------ Excerpted records

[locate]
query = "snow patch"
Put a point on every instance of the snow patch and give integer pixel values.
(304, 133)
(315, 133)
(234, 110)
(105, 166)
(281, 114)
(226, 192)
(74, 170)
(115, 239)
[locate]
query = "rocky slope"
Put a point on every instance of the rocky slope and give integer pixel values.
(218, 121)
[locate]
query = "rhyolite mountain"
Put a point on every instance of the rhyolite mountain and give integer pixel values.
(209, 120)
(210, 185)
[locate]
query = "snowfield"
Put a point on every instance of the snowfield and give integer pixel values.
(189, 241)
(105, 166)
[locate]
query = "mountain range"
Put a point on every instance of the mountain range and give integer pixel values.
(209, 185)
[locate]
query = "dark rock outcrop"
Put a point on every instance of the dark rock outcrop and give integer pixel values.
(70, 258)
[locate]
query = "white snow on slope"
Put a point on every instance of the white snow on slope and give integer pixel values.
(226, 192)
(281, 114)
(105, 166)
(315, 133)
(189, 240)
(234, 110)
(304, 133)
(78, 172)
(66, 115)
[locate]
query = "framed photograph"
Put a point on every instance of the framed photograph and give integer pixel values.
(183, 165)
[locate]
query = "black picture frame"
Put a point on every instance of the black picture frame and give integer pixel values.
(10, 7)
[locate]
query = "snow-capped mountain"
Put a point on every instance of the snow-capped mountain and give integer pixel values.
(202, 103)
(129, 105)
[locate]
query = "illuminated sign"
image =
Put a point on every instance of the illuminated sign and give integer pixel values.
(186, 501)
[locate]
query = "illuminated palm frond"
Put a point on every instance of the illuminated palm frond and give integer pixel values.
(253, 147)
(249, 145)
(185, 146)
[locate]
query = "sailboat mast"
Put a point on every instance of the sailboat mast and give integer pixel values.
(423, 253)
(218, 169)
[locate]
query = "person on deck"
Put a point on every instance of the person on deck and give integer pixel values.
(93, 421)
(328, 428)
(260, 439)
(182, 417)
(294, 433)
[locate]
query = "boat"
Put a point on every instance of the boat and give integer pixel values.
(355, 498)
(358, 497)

------------

Collect every line from the items above that contains the word "slope", and copy each one in full.

* _Worked answer_:
query = "rocky slope"
Put a point on every instance of the rocky slope and give integer pixel values.
query = "white snow on slope"
Put a point on every instance of the white snow on slope and give integer pixel values.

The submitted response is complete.